(Consigne 1)
Selon l'article sur la Banque Nationale suisse, pourquoi la BCE n'a-t-elle pas encore baissé son taux ? Répondez en une à trois phrases.
(Consigne 2)
Recopiez le passage de l'article sur la Banque Nationale suisse situé entre « Cependant, cette baisse » et « contrairement à la BCE. », bornes comprises.

(Texte de la page)
»»
Matis Patenaude, Adel Benferhat, Olivier Rodier
La Suisse ouvre le bal
Le 21 mars 2024, la Banque Nationale suisse (BNS) a abaissé son taux directeur de 0,25 %, le faisant passer de 1,75 % à 1,5 %. Avec cette diminution d’un quart de point, elle se distingue comme étant la première banque des pays occidentaux à baisser son taux. Cette décision devrait être suivie par plusieurs autres banques qui prévoient des baisses de taux directeurs dans les prochains mois.
Depuis 2022, la Banque Nationale suisse a augmenté à plusieurs reprises son taux directeur pour lutter contre l’inflation post-COVID, avant de mettre fin aux augmentations en septembre. En effet, l’inflation en Suisse, qui se situe actuellement à 1,2 %, est passée sous la barre des 2 % en mi-2023, ce qui était l’objectif de la BNS suite à ces hausses de taux directeurs. De plus, la banque a prévu une inflation de 1,4 % pour 2024, de 1,2 % pour 2025, ainsi qu’une croissance de son PIB de 1 % en 2024, ce qui constitue d’excellents indicateurs de stabilité économique pour le pays. Par conséquent, la BNS était prête pour sa première baisse de son taux directeur.
Cependant, cette baisse a surpris plusieurs analystes. Selon le média suisse AWP, qui a interrogé neuf économistes, sept d’entre eux prévoyaient que le taux resterait le même. En effet, les experts pensaient que la Banque centrale européenne (BCE) baisserait son taux en premier, puis la BNS suivrait. Cependant, la BCE stagne ; elle attend d’avoir plus de données, car elle craint une hausse des prix à la suite de la baisse de son taux, ce qui la forcerait à augmenter son taux de nouveau. La BNS estime que ce risque est moindre en Suisse et qu’elle était prête pour sa première baisse de taux, contrairement à la BCE.
Ce que cela signifie pour le reste de l’Europe
Suite à la décision de la BNS, les marchés ont réagi vivement en pariant sur des baisses de taux imminentes de principales banques centrales telles que la BCE et la BoE. Les marchés monétaires ont ajusté les prix pour refléter une probabilité de 90 % d’une baisse des taux de la BCE d’ici juin, contre moins de 80 % avant l’annonce de la BNS. De même, les attentes de la BoE ont augmenté, représentant environ 70 % de chances d’une baisse en juin, contre moins de 60 % précédemment. Chris Jeffrey, responsable de la stratégie macroéconomique chez Legal & General Investment Management, doute que la Suisse soit perçue comme le centre autour duquel tout le monde gravite, mais il souligne néanmoins que cette décision est importante et peut influencer les autres banques centrales.
««
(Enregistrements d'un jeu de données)
»»
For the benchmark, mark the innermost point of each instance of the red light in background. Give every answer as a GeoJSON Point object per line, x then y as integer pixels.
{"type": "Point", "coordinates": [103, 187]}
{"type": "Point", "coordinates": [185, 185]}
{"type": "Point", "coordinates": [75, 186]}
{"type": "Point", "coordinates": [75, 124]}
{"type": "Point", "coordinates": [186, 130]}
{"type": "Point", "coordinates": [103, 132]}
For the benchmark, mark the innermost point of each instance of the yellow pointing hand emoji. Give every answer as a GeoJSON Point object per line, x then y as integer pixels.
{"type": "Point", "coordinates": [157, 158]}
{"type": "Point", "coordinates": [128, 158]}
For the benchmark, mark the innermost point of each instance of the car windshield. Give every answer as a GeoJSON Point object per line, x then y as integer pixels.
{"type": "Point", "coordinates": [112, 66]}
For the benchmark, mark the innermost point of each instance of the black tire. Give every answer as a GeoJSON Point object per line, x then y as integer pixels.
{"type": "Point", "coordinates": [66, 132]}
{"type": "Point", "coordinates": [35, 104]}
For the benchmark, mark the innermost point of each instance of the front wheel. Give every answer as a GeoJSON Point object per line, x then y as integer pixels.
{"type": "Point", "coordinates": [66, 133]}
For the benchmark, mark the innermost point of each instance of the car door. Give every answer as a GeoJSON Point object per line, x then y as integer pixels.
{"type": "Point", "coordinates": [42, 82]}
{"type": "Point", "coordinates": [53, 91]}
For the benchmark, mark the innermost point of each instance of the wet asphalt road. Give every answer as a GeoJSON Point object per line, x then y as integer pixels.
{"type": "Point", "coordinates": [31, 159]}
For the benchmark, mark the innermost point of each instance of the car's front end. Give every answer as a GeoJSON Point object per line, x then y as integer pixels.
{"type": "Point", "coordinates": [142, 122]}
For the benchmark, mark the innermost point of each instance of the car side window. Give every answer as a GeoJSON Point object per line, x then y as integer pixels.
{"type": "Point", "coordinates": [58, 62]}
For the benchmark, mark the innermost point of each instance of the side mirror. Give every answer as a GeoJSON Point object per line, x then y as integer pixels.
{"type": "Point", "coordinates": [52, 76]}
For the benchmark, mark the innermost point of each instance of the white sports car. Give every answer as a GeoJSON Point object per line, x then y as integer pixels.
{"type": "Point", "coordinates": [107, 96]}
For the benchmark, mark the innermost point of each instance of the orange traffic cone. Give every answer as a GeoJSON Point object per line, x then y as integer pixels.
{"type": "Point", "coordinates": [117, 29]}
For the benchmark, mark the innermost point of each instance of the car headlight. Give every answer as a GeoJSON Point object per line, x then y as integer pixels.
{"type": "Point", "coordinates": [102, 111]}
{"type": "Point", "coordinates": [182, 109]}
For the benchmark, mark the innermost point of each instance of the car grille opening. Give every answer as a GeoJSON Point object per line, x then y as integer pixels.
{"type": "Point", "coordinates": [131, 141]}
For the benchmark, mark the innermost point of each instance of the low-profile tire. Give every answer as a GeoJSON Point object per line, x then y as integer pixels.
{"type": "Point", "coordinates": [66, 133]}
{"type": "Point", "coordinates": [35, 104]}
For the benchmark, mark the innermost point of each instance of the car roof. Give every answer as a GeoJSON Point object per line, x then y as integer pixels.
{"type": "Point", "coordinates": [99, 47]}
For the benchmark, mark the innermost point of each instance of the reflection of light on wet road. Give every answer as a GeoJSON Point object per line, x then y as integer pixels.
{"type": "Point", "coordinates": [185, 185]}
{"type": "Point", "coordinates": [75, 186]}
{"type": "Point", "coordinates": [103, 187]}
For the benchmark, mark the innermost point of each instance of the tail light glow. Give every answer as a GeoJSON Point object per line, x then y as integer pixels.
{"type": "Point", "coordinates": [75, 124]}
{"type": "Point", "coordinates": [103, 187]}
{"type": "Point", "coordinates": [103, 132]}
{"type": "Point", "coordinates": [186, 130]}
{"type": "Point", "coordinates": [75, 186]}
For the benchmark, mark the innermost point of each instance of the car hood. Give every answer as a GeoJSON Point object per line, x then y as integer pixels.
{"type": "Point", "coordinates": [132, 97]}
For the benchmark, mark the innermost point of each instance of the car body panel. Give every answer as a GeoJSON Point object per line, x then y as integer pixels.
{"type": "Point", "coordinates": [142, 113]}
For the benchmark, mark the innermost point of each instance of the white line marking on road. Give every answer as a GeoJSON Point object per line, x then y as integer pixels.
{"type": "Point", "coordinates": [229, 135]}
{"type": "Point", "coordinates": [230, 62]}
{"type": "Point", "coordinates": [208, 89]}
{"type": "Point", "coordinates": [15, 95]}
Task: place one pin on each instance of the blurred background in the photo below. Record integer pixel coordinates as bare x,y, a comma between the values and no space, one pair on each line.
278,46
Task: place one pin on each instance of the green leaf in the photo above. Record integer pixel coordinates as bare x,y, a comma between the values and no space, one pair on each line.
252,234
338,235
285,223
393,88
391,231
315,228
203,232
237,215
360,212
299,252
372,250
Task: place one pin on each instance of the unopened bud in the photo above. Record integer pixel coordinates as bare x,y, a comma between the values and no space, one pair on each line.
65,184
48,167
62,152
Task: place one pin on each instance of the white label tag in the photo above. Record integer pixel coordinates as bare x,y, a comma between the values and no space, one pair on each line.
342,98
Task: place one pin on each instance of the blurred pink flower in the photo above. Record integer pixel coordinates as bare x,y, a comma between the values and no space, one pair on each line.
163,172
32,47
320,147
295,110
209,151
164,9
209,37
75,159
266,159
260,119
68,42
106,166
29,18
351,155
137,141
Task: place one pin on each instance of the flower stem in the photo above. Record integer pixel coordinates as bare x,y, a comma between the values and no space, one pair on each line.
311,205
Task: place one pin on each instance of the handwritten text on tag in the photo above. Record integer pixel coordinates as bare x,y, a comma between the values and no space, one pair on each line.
««
(Réponse 1)
La BCE attend d'avoir plus de données, car elle craint qu'une baisse de son taux entraîne une hausse des prix. Une telle hausse la forcerait à augmenter son taux de nouveau.

(Réponse 2)
Cependant, cette baisse a surpris plusieurs analystes. Selon le média suisse AWP, qui a interrogé neuf économistes, sept d’entre eux prévoyaient que le taux resterait le même. En effet, les experts pensaient que la Banque centrale européenne (BCE) baisserait son taux en premier, puis la BNS suivrait. Cependant, la BCE stagne ; elle attend d’avoir plus de données, car elle craint une hausse des prix à la suite de la baisse de son taux, ce qui la forcerait à augmenter son taux de nouveau. La BNS estime que ce risque est moindre en Suisse et qu’elle était prête pour sa première baisse de taux, contrairement à la BCE.